Brief 1. Gather every line of the rows that contains the string "image", treating uppercase and lowercase as different.

Given passage.
# Approxmate price for pallet of Magic Salt



## NEUSWEDE (Mar 14, 2003)

I know it differs in different areas but I am working on a business plan and need an approxmate price for a pallet of magic salt. Also how many bags on a pallet?
Thanks


----------



## Voyager AL (Nov 15, 2004)

50 bags per pallet, if its 50lb bags.


----------



## NEUSWEDE (Mar 14, 2003)

price for a pallet? Ball park?


----------



## lush&green (Nov 20, 2004)

48 bags on a pallet. Pm me if you want the prices we charge for a 50. Tim


----------



## pbeering (Jan 13, 2003)

Since you are working up a business plan, don't forget handling and storage. It will take at least time to stack/move/unload/load material. A pallet takes up space. (42" x 48")


----------



## NEUSWEDE (Mar 14, 2003)

Yea I have all that just need the cost of a pallet. Still haven't got an answer. I can't PM Lush&Green because your not accepting them. So again anyone chime in on what you paid or what you charge. I just need a ballpark not an exact number.
Thanks


----------



## pbeering (Jan 13, 2003)

For budget purposes figure $475-500/pallet. Depending on quantity, when you order, how far the stuff must travel, etc. this figure will vary.


----------



## S&B (Feb 7, 2005)

Magic Salt tends to be more on the expensive side. You should look into Bareground (same stuff different name) its much cheaper I have been using it/selling it and depending upon where you are 380.00 is usually the starting figure


----------



## sonjaab (Jul 29, 2001)

NEU.........I paid $7.25 each for 50 lb. bags of Magic from John P. in Poughkeepsie in the fall. Thats cash money price and I pick up...........

If I run out..... I gotta go to RCS in Rochester and no idea what they charge.

Heck....50 lbs. of ice melt cal. chloride/mag stuff costs $10 for 50 lbs. at the local big box store........


----------



## pbeering (Jan 13, 2003)

Hey gang the guy asked for budget universe numbers for a business plan, not for a price quote. I'd rather budget high and be pleased than be annoyed because I didn't. If fuel costs keep increasing, we may all be paying more for everything!


----------



## Plow Meister (Oct 16, 2001)

Brief 2.
Answer these questions about the salt pricing thread:
(a) According to lush&green, how many bags are on a pallet?
(b) What per-pallet range did pbeering suggest for budget purposes?
(c) How much did sonjaab pay for each 50 lb. bag of Magic?

Material provided.
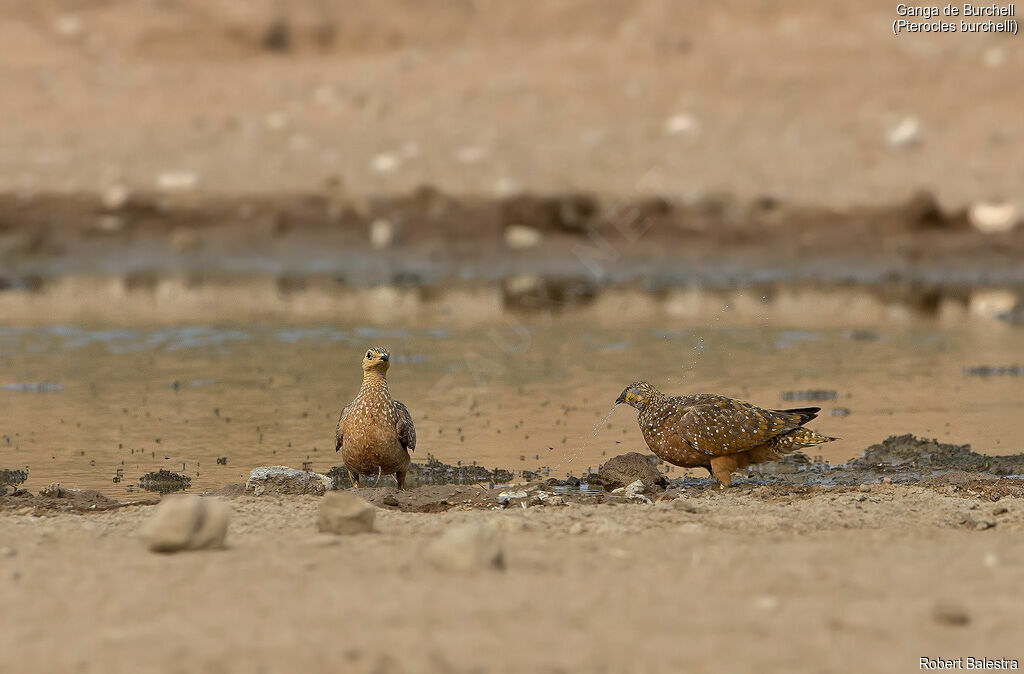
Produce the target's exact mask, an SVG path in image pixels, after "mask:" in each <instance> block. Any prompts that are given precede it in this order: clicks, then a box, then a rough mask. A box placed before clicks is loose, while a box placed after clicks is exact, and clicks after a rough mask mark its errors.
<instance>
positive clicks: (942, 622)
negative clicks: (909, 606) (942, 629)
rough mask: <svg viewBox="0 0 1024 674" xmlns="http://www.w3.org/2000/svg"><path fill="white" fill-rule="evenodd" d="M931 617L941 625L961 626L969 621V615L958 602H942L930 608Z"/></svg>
mask: <svg viewBox="0 0 1024 674" xmlns="http://www.w3.org/2000/svg"><path fill="white" fill-rule="evenodd" d="M932 618H934V619H935V622H937V623H941V624H943V625H951V626H954V627H963V626H965V625H967V624H969V623H970V622H971V616H970V615H969V614H968V613H967V609H965V608H964V607H963V606H961V605H959V604H955V603H951V602H942V603H938V604H936V605H935V607H934V608H933V609H932Z"/></svg>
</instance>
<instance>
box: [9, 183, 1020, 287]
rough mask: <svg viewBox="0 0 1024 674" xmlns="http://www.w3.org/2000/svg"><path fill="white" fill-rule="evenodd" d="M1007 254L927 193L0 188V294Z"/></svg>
mask: <svg viewBox="0 0 1024 674" xmlns="http://www.w3.org/2000/svg"><path fill="white" fill-rule="evenodd" d="M523 229H525V230H527V231H528V234H527V235H522V230H523ZM375 230H376V233H375ZM1022 254H1024V227H1017V228H1016V229H1011V230H1010V231H1006V233H1000V234H985V233H982V231H979V230H978V229H976V228H975V227H973V226H972V225H971V224H970V223H969V218H968V216H967V214H966V212H965V211H964V210H962V209H961V210H944V209H943V208H942V207H940V206H939V204H938V203H937V202H936V200H935V199H934V198H933V197H932V196H930V195H928V194H924V193H923V194H919V195H916V196H914V197H913V198H912V199H910V200H909V201H907V202H905V203H899V204H892V205H888V206H872V207H859V208H849V209H836V208H829V207H824V206H815V205H813V204H799V203H785V202H780V201H778V200H774V199H769V198H763V199H758V200H742V199H738V198H734V197H729V196H717V197H706V198H701V199H698V200H695V201H682V200H672V199H669V198H665V197H657V196H655V197H633V198H628V199H620V198H614V197H607V196H604V197H600V196H595V195H593V194H589V193H566V194H554V195H517V196H512V197H505V198H497V197H472V196H457V195H447V194H443V193H441V192H438V191H437V189H434V188H432V187H422V188H420V189H418V191H416V192H414V193H412V194H409V195H404V196H397V197H377V198H354V197H350V196H346V195H343V194H336V193H333V192H331V191H329V189H327V191H319V192H313V193H309V194H282V195H272V194H271V195H267V194H261V195H251V196H231V195H215V194H201V193H197V194H184V195H180V194H161V193H143V194H134V193H125V194H120V193H119V194H118V195H115V196H114V197H111V196H109V195H108V196H104V195H90V194H81V195H61V194H39V195H34V196H29V197H24V196H14V195H11V194H5V195H0V288H4V289H29V290H33V289H39V288H40V287H41V286H42V285H43V284H45V283H47V282H49V281H52V280H54V279H57V278H61V277H67V276H90V275H91V276H103V275H108V276H120V277H123V278H124V279H125V280H126V283H127V284H129V285H131V286H146V285H152V284H154V283H156V282H158V281H159V280H160V279H163V278H168V277H181V278H184V279H186V280H187V281H188V283H190V284H193V285H202V284H203V283H204V282H209V281H215V280H218V279H219V280H230V279H239V278H245V277H247V276H248V277H262V278H271V279H275V280H276V281H278V283H279V284H280V285H281V288H282V290H283V291H298V290H301V289H302V288H303V287H304V286H305V285H307V284H308V283H310V282H314V283H315V282H316V280H324V279H326V280H330V281H332V282H333V283H335V284H337V285H340V286H352V287H359V286H373V285H381V284H389V285H396V286H414V287H415V286H424V287H430V286H436V285H438V284H443V283H450V282H452V281H456V280H459V281H474V280H475V281H487V282H501V281H503V280H507V279H509V278H512V277H515V276H517V275H526V273H528V275H537V276H540V277H542V278H545V279H555V280H558V279H561V280H566V279H568V280H572V279H578V280H580V283H581V284H583V285H584V286H593V287H601V286H624V285H630V284H633V285H635V286H638V287H640V288H643V289H645V290H648V291H657V290H659V289H666V288H673V287H681V286H694V285H696V286H701V287H710V288H735V287H754V286H764V285H771V284H774V283H790V284H799V283H806V284H825V285H839V284H854V285H864V286H877V287H885V286H889V287H899V286H902V287H904V288H905V289H906V292H912V291H913V290H914V289H918V290H921V291H923V292H927V291H933V290H934V291H942V290H943V289H945V290H946V291H948V290H949V289H952V288H957V287H959V288H964V287H968V288H970V287H978V286H982V285H998V286H1008V287H1014V288H1021V287H1024V270H1022V268H1021V266H1020V264H1019V263H1018V262H1019V260H1020V258H1021V256H1022ZM587 292H590V291H589V290H588V291H587Z"/></svg>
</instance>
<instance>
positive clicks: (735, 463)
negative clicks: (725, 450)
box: [711, 455, 736, 489]
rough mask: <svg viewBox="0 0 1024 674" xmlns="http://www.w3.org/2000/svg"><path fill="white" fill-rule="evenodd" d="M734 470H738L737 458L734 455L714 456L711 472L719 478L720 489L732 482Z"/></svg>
mask: <svg viewBox="0 0 1024 674" xmlns="http://www.w3.org/2000/svg"><path fill="white" fill-rule="evenodd" d="M734 470H736V458H735V457H733V456H728V455H727V456H723V457H714V458H713V459H712V460H711V474H712V475H714V476H715V479H717V480H718V485H719V489H725V488H727V487H728V486H729V485H731V483H732V473H733V471H734Z"/></svg>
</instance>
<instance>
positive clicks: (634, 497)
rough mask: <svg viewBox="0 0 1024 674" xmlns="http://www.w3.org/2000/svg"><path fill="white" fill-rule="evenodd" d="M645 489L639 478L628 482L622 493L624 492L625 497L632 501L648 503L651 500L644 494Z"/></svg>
mask: <svg viewBox="0 0 1024 674" xmlns="http://www.w3.org/2000/svg"><path fill="white" fill-rule="evenodd" d="M645 491H646V490H645V489H644V486H643V481H641V480H639V479H638V480H636V481H635V482H630V483H629V485H627V486H626V487H625V488H624V489H623V493H624V494H625V496H626V498H628V499H630V500H633V501H639V502H641V503H650V502H651V501H650V499H648V498H647V497H646V496H644V492H645Z"/></svg>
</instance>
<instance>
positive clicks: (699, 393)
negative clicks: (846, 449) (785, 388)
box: [615, 381, 837, 489]
mask: <svg viewBox="0 0 1024 674" xmlns="http://www.w3.org/2000/svg"><path fill="white" fill-rule="evenodd" d="M620 403H626V404H627V405H629V406H631V407H634V408H636V409H637V411H638V412H639V415H638V421H639V422H640V432H641V433H643V438H644V440H646V441H647V447H649V448H650V449H651V451H652V452H654V454H655V455H657V457H658V458H660V459H662V460H663V461H668V462H669V463H671V464H674V465H677V466H682V467H684V468H707V469H708V472H710V473H711V474H712V475H713V476H714V477H715V479H717V480H718V482H719V485H720V486H721V488H723V489H724V488H726V487H728V486H729V485H730V482H731V481H732V473H733V472H734V471H736V470H738V469H740V468H745V467H746V466H749V465H751V464H754V463H762V462H764V461H774V460H775V459H778V458H780V457H781V456H782V455H783V454H788V453H790V452H793V451H795V450H798V449H800V448H802V447H813V446H815V445H821V444H822V443H828V441H831V440H834V439H837V438H835V437H828V436H827V435H822V434H820V433H818V432H816V431H813V430H811V429H810V428H804V427H803V425H804V424H805V423H807V422H808V421H810V420H811V419H813V418H815V417H816V416H818V412H819V411H820V410H821V408H799V409H795V410H763V409H761V408H758V407H755V406H753V405H751V404H750V403H744V402H743V401H737V399H735V398H732V397H726V396H724V395H715V394H712V393H694V394H692V395H665V394H664V393H662V392H660V391H658V390H657V389H656V388H654V387H653V386H651V385H650V384H648V383H647V382H645V381H639V382H636V383H635V384H630V385H629V386H627V387H626V389H625V390H624V391H623V392H622V394H621V395H620V396H618V398H617V399H616V401H615V405H618V404H620Z"/></svg>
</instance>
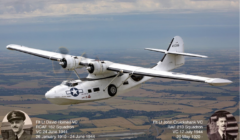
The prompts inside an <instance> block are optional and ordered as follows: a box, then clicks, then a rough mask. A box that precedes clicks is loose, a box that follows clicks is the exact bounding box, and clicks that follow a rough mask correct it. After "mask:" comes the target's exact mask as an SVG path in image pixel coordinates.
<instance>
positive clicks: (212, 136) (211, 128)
mask: <svg viewBox="0 0 240 140" xmlns="http://www.w3.org/2000/svg"><path fill="white" fill-rule="evenodd" d="M235 129H236V130H235ZM236 131H238V129H237V122H236V120H235V118H234V117H233V115H232V114H230V113H229V112H226V111H218V112H216V113H214V114H213V115H212V117H211V118H210V120H209V123H208V136H209V139H210V140H235V138H236V137H237V132H236Z"/></svg>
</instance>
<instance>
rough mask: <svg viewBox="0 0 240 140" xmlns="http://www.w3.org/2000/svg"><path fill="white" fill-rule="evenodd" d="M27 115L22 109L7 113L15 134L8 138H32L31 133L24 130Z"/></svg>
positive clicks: (8, 118)
mask: <svg viewBox="0 0 240 140" xmlns="http://www.w3.org/2000/svg"><path fill="white" fill-rule="evenodd" d="M25 119H26V117H25V115H24V113H22V112H21V111H12V112H10V113H9V114H8V115H7V120H8V122H9V123H10V124H11V128H12V130H13V132H14V134H15V135H11V136H9V139H8V140H30V139H31V135H30V134H27V133H26V132H24V130H23V126H24V124H25V123H24V121H25Z"/></svg>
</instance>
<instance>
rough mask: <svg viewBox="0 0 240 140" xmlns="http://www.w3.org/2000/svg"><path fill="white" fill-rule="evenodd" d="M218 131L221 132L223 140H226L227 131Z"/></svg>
mask: <svg viewBox="0 0 240 140" xmlns="http://www.w3.org/2000/svg"><path fill="white" fill-rule="evenodd" d="M218 133H219V134H220V136H221V138H222V140H226V131H225V132H222V131H219V130H218Z"/></svg>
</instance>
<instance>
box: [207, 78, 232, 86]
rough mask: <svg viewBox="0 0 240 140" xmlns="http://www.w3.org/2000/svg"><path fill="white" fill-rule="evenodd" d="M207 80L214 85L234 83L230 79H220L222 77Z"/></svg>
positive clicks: (221, 84) (229, 83)
mask: <svg viewBox="0 0 240 140" xmlns="http://www.w3.org/2000/svg"><path fill="white" fill-rule="evenodd" d="M205 82H206V83H208V84H209V85H212V86H225V85H228V84H231V83H232V81H230V80H227V79H220V78H212V79H209V80H206V81H205Z"/></svg>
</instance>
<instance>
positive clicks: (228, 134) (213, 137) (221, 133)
mask: <svg viewBox="0 0 240 140" xmlns="http://www.w3.org/2000/svg"><path fill="white" fill-rule="evenodd" d="M216 126H217V127H218V131H217V132H216V133H214V134H211V135H210V137H209V139H210V140H234V138H233V136H231V135H229V134H228V133H227V132H226V130H227V116H226V114H224V113H221V114H218V115H217V120H216Z"/></svg>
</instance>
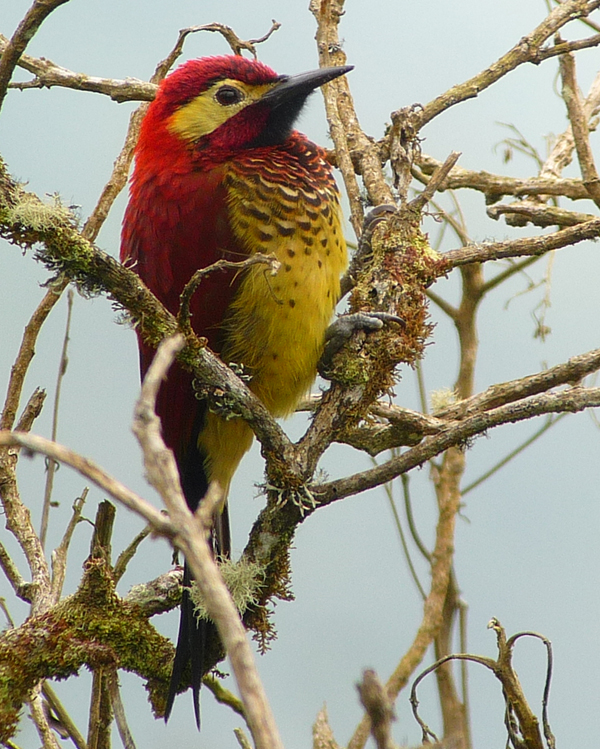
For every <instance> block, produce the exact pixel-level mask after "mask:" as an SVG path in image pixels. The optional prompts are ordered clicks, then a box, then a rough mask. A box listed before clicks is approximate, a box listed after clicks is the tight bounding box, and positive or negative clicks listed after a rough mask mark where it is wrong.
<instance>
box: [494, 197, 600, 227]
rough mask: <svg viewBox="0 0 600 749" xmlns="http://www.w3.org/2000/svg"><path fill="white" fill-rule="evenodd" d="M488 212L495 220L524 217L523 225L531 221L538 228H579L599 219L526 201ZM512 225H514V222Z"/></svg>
mask: <svg viewBox="0 0 600 749" xmlns="http://www.w3.org/2000/svg"><path fill="white" fill-rule="evenodd" d="M486 212H487V214H488V216H489V217H490V218H493V219H495V220H497V219H499V218H500V216H503V215H509V216H515V215H516V216H523V218H524V219H525V220H524V221H523V224H525V223H527V221H531V223H532V224H535V225H536V226H577V224H584V223H585V222H586V221H594V220H595V219H596V218H597V216H594V214H592V213H578V212H577V211H566V210H565V209H564V208H557V207H556V206H553V205H544V204H543V203H534V202H533V201H531V202H530V201H526V200H523V201H520V202H518V203H510V204H509V205H504V204H502V205H493V206H490V207H489V208H488V209H487V211H486ZM511 224H512V225H514V222H511Z"/></svg>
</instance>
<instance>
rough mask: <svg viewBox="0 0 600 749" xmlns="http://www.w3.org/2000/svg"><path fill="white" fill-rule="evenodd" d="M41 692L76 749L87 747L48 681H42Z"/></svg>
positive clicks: (84, 742)
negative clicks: (42, 693)
mask: <svg viewBox="0 0 600 749" xmlns="http://www.w3.org/2000/svg"><path fill="white" fill-rule="evenodd" d="M42 693H43V695H44V697H45V698H46V699H47V700H48V703H49V705H50V707H51V708H52V711H53V712H54V713H55V714H56V717H57V718H58V719H59V720H60V722H61V725H62V726H63V727H64V729H65V730H66V732H67V733H68V734H69V737H70V738H71V740H72V741H73V743H74V744H75V746H76V747H77V749H87V744H86V742H85V739H84V738H83V736H82V735H81V733H80V732H79V730H78V728H77V726H76V725H75V723H73V721H72V720H71V716H70V715H69V713H68V712H67V711H66V710H65V707H64V705H63V704H62V702H61V701H60V700H59V698H58V695H57V694H56V692H55V691H54V689H52V687H51V686H50V684H49V682H48V681H44V682H43V683H42Z"/></svg>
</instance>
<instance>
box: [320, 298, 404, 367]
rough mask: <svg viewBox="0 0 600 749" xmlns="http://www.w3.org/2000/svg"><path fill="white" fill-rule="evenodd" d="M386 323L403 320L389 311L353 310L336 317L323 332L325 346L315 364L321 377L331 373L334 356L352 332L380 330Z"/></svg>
mask: <svg viewBox="0 0 600 749" xmlns="http://www.w3.org/2000/svg"><path fill="white" fill-rule="evenodd" d="M387 323H396V324H397V325H404V320H403V319H402V318H401V317H398V315H392V314H390V313H389V312H354V313H352V314H350V315H342V316H341V317H338V319H337V320H335V321H334V322H332V323H331V325H330V326H329V327H328V328H327V331H326V332H325V347H324V349H323V353H322V354H321V358H320V359H319V363H318V365H317V369H318V371H319V374H320V375H321V377H324V378H325V379H329V378H328V374H330V373H331V370H332V367H333V358H334V356H335V355H336V354H337V353H338V351H340V350H341V348H342V347H343V346H344V345H345V344H346V343H347V342H348V341H349V340H350V338H351V337H352V336H353V335H354V333H357V332H359V331H362V332H363V333H372V332H373V331H375V330H381V328H383V326H384V325H385V324H387Z"/></svg>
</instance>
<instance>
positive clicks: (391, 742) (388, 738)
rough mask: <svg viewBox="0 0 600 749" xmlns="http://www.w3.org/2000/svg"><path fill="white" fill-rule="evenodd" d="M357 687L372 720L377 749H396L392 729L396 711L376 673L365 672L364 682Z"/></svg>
mask: <svg viewBox="0 0 600 749" xmlns="http://www.w3.org/2000/svg"><path fill="white" fill-rule="evenodd" d="M356 686H357V689H358V693H359V695H360V701H361V703H362V706H363V707H364V708H365V710H366V711H367V715H368V716H369V718H370V721H371V733H372V735H373V738H374V740H375V744H376V745H377V749H394V744H393V741H392V729H391V724H392V721H393V720H395V719H396V718H395V715H394V709H393V707H392V704H391V702H390V700H389V697H388V695H387V691H386V689H385V688H384V686H383V684H382V683H381V682H380V681H379V679H378V678H377V674H376V673H375V671H372V670H370V669H368V670H366V671H364V672H363V678H362V682H360V683H359V684H357V685H356Z"/></svg>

Exercise answer 1.
Produce the target's exact mask, an SVG path in image pixels, after "mask:" in each <instance> block. Any prompts that are given precede it in this order: clicks, then a box, then a rough mask. A box placed before clicks is loose, while a box placed after clicks is exact, and clicks after a rough mask mark its errors.
The prompts inside an <instance> block are optional and ordered as follows: a box, then clicks, then a rough mask. A box that precedes clicks is loose, a box that follows clicks is the exact bounding box, and clicks that follow a rough mask correct it. After "mask:" comes the target's exact mask as an SVG path in image pixel coordinates.
For every <instance> block, produce the exact pixel-level mask after "mask:" as an SVG path in image pixels. The optional prompts are ordered clicks, then a box, then a rough mask. A box listed before clicks is approximate, a box listed after clicks is the tight bounding box, and positive or negative clicks listed after a rough mask mark where it is wrong.

Exercise answer 2.
(a) 48 bags.
(b) $475-500 per pallet.
(c) $7.25 per bag.